# Instructions for the task
Lay out the lines of the records below as a numbered list, from the line containing "task | put a marker on each instance of the asphalt" up to and including the line containing "x=165, y=127". Skip blank lines and leave the pictures out of the answer.

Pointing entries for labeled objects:

• • • • •

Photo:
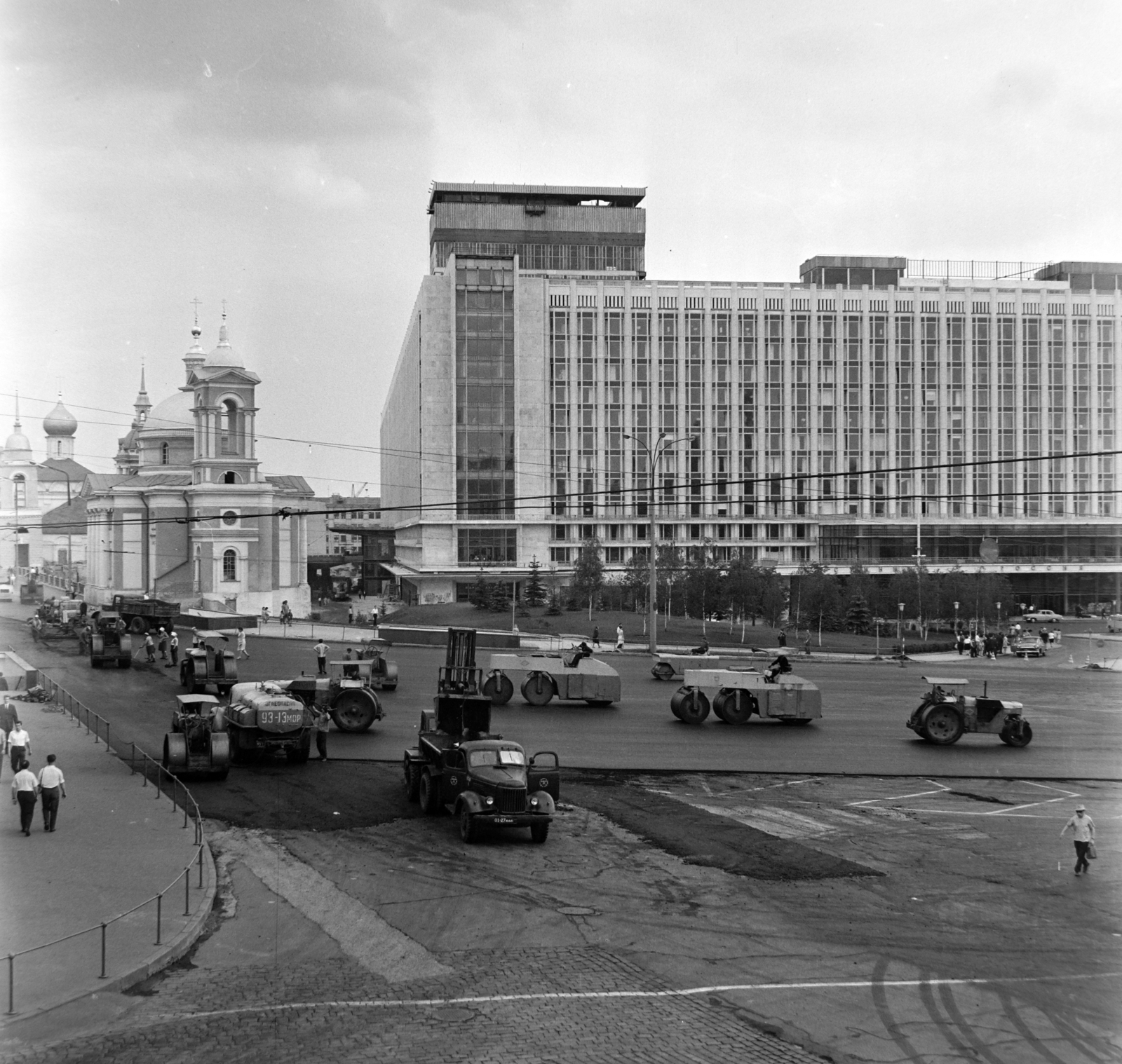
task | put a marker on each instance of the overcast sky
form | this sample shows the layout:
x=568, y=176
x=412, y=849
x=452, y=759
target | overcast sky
x=278, y=155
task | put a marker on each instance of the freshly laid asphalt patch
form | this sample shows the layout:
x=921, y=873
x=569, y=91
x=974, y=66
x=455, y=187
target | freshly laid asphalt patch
x=701, y=838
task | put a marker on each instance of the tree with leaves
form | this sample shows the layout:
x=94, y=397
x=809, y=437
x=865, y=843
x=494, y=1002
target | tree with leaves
x=587, y=574
x=858, y=615
x=533, y=593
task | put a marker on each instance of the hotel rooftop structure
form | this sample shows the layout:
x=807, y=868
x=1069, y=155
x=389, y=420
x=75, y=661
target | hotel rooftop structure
x=874, y=403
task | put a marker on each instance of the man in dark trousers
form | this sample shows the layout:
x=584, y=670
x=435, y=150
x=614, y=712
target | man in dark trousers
x=22, y=792
x=52, y=787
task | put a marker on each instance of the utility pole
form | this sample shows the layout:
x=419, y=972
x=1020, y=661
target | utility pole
x=652, y=608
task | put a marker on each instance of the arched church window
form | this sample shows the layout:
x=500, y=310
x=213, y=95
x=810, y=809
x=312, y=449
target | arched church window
x=230, y=418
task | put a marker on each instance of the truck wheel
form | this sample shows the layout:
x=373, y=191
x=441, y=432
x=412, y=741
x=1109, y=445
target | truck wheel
x=689, y=705
x=499, y=688
x=538, y=688
x=412, y=782
x=429, y=793
x=942, y=725
x=1013, y=738
x=733, y=707
x=355, y=710
x=468, y=826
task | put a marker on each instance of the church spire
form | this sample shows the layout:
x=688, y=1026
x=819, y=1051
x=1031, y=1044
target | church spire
x=143, y=404
x=196, y=355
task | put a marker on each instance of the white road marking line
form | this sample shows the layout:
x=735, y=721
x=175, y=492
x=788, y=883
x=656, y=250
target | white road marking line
x=900, y=798
x=360, y=932
x=609, y=995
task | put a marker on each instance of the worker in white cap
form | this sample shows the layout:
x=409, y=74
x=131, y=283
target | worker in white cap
x=1084, y=828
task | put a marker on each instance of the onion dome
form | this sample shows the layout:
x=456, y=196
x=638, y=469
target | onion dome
x=60, y=422
x=224, y=355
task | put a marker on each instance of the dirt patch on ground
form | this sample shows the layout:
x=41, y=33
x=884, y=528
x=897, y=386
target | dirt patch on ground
x=701, y=838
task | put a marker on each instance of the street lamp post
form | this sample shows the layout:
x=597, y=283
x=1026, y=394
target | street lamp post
x=660, y=448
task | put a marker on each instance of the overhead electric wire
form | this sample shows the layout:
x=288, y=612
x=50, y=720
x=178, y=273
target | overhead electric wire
x=643, y=493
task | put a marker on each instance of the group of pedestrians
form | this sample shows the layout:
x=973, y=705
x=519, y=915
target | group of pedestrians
x=27, y=787
x=976, y=645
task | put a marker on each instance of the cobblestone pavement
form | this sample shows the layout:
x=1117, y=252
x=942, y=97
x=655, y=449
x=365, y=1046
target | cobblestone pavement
x=194, y=1016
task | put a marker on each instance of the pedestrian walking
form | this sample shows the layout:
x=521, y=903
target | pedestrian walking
x=52, y=787
x=22, y=793
x=323, y=727
x=1084, y=830
x=20, y=744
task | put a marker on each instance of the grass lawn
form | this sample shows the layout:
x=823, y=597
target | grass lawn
x=682, y=630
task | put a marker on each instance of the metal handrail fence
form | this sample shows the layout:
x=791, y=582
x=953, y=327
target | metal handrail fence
x=93, y=722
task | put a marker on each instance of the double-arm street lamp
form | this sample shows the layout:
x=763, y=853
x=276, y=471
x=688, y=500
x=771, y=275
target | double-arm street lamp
x=661, y=446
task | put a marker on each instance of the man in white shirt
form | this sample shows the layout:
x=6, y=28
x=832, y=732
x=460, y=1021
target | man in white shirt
x=1084, y=828
x=22, y=791
x=20, y=746
x=52, y=787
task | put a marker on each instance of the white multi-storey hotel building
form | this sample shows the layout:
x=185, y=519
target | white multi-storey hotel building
x=874, y=404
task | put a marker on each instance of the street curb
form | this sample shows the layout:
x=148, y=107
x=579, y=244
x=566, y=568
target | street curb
x=168, y=955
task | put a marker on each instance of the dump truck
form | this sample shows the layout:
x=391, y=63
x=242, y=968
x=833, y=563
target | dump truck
x=142, y=613
x=541, y=677
x=109, y=641
x=199, y=744
x=346, y=692
x=484, y=779
x=946, y=714
x=736, y=695
x=262, y=719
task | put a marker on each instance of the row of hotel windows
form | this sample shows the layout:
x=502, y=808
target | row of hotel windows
x=796, y=304
x=499, y=546
x=718, y=553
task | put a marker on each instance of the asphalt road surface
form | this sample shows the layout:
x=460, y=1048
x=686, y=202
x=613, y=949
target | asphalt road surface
x=1076, y=716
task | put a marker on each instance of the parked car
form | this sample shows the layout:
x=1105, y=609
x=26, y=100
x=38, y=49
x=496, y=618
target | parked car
x=1029, y=646
x=1038, y=617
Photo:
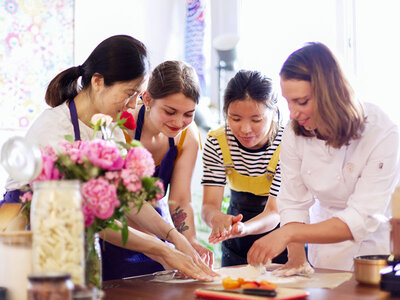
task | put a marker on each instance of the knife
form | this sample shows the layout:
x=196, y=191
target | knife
x=161, y=275
x=253, y=292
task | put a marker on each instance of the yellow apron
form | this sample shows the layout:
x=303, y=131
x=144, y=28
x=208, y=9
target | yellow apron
x=259, y=185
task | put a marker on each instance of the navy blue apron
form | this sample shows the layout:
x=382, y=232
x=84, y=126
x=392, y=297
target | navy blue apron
x=118, y=262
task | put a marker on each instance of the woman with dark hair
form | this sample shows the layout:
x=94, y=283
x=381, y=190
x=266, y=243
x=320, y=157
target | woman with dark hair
x=112, y=78
x=340, y=164
x=244, y=152
x=165, y=127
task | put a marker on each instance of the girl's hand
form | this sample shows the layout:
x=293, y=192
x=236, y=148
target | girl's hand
x=183, y=245
x=205, y=254
x=222, y=225
x=238, y=230
x=293, y=268
x=192, y=267
x=297, y=262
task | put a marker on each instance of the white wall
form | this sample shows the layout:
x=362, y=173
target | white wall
x=158, y=24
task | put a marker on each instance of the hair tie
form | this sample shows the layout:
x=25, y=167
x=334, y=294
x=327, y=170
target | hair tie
x=80, y=70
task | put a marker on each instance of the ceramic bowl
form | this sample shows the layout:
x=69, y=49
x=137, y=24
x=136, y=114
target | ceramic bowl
x=367, y=267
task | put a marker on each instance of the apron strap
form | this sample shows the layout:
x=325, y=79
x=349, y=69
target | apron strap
x=139, y=123
x=273, y=162
x=74, y=119
x=220, y=135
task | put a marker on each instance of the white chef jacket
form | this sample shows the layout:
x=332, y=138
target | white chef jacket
x=353, y=183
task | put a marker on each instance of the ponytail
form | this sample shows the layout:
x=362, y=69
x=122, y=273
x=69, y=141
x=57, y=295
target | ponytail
x=63, y=87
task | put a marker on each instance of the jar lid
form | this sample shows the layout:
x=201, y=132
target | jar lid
x=48, y=276
x=3, y=291
x=21, y=159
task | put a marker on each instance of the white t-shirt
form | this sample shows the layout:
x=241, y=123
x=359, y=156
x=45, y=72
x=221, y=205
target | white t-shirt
x=51, y=127
x=353, y=183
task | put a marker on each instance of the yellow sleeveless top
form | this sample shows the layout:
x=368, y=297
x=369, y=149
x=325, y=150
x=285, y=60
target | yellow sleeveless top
x=259, y=185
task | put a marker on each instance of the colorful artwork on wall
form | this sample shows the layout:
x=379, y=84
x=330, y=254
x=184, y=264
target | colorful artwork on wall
x=36, y=43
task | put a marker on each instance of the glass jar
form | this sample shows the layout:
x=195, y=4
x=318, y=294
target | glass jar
x=57, y=224
x=50, y=285
x=21, y=159
x=15, y=262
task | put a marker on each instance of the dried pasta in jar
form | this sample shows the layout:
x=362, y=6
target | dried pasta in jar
x=57, y=224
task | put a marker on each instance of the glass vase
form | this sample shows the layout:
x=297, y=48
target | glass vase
x=93, y=270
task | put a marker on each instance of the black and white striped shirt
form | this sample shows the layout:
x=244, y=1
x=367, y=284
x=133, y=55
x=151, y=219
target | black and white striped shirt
x=247, y=162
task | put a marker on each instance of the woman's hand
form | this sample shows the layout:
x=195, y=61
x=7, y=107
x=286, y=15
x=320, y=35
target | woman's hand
x=183, y=245
x=239, y=229
x=222, y=226
x=192, y=267
x=267, y=247
x=206, y=254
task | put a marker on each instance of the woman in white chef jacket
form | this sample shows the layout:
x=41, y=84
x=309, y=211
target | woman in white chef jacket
x=340, y=158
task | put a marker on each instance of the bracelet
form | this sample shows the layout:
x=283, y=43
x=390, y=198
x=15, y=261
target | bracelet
x=166, y=238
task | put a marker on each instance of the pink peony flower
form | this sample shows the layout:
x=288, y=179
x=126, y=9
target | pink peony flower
x=113, y=177
x=100, y=197
x=132, y=182
x=103, y=154
x=88, y=214
x=140, y=161
x=160, y=185
x=26, y=197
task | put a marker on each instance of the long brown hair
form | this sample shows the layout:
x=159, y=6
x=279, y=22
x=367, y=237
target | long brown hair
x=172, y=77
x=338, y=115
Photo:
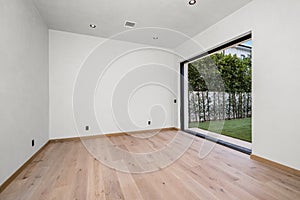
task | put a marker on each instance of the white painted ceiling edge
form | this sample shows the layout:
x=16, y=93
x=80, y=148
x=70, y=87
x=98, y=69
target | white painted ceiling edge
x=175, y=20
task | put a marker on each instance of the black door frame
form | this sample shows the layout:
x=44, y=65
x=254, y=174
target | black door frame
x=233, y=42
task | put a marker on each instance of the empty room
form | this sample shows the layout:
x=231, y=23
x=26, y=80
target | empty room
x=149, y=100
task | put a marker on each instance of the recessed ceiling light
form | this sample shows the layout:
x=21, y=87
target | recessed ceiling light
x=129, y=24
x=93, y=26
x=192, y=2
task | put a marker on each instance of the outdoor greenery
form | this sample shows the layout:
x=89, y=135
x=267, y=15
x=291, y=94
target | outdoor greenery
x=220, y=89
x=236, y=128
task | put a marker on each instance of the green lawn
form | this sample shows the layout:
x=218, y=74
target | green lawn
x=236, y=128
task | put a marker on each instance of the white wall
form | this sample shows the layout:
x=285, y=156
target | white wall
x=275, y=28
x=24, y=93
x=69, y=51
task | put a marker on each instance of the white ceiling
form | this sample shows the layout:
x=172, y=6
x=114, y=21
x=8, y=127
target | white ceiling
x=110, y=15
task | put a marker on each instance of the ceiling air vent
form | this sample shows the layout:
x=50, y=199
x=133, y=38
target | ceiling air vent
x=129, y=24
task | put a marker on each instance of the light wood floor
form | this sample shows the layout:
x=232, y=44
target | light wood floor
x=65, y=170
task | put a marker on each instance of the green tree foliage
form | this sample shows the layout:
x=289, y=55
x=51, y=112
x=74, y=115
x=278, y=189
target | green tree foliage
x=219, y=74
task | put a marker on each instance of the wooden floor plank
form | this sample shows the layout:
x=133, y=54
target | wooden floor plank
x=66, y=170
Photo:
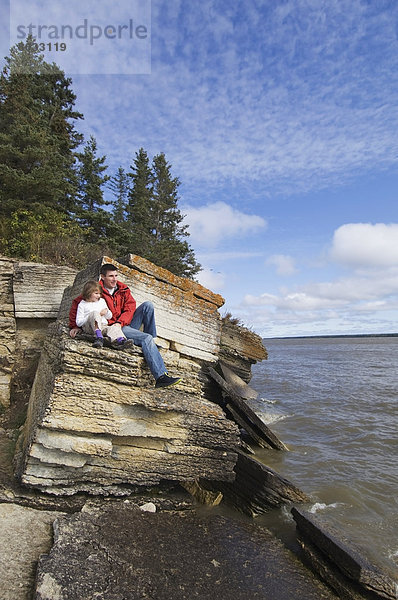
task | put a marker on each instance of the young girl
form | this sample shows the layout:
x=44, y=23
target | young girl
x=92, y=314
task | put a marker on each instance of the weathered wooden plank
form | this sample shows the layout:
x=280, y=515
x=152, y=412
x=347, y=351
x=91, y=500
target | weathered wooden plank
x=257, y=423
x=337, y=559
x=257, y=488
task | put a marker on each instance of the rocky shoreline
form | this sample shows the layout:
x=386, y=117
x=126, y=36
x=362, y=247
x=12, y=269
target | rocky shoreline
x=101, y=484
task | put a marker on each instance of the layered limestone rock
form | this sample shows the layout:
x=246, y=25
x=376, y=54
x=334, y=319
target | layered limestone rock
x=240, y=348
x=96, y=423
x=7, y=329
x=30, y=295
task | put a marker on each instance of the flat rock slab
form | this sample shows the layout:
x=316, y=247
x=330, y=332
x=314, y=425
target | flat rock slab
x=25, y=533
x=118, y=552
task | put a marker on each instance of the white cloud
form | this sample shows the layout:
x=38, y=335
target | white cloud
x=289, y=100
x=221, y=256
x=367, y=298
x=366, y=245
x=212, y=280
x=285, y=265
x=212, y=223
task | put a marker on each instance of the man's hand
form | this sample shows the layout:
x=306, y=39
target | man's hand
x=73, y=332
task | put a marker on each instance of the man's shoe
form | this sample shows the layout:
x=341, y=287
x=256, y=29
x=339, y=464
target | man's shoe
x=166, y=381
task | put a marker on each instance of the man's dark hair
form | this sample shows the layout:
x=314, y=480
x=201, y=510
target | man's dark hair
x=106, y=268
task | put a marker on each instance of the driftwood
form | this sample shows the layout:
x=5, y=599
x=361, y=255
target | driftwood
x=257, y=488
x=248, y=418
x=340, y=564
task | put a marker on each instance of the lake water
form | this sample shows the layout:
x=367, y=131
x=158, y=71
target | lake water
x=333, y=402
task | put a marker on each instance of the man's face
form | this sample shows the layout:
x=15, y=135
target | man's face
x=109, y=279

• • • • •

# Result below
1. task | put a marker on each instance of the asphalt road surface
2. form | this sample shows the layout:
3. x=460, y=1048
4. x=686, y=202
5. x=613, y=949
6. target | asphalt road surface
7. x=1076, y=716
8. task | put a marker on each instance of the parked car
9. form | this sample shows the layout:
10. x=1105, y=609
11. x=26, y=100
12. x=38, y=49
13. x=496, y=618
14. target | parked car
15. x=1029, y=646
16. x=1038, y=617
17. Photo:
18. task | put a marker on each instance of the knife
19. form | this sample shows the layout:
20. x=196, y=191
21. target | knife
22. x=161, y=275
23. x=253, y=292
24. task | put a marker on each instance of the yellow apron
25. form | this sample shows the layout:
26. x=303, y=131
27. x=144, y=28
28. x=208, y=9
29. target | yellow apron
30. x=259, y=185
31. task | put a marker on each instance of the navy blue apron
32. form | this sample shows the layout:
33. x=382, y=232
34. x=84, y=126
35. x=392, y=297
36. target | navy blue apron
37. x=118, y=262
38. task | put a marker on each instance of the woman with dark hair
39. form | this sample shows the layout:
40. x=94, y=283
41. x=381, y=190
42. x=266, y=243
43. x=320, y=157
44. target | woman with dark hair
45. x=112, y=78
46. x=340, y=164
47. x=244, y=152
48. x=165, y=127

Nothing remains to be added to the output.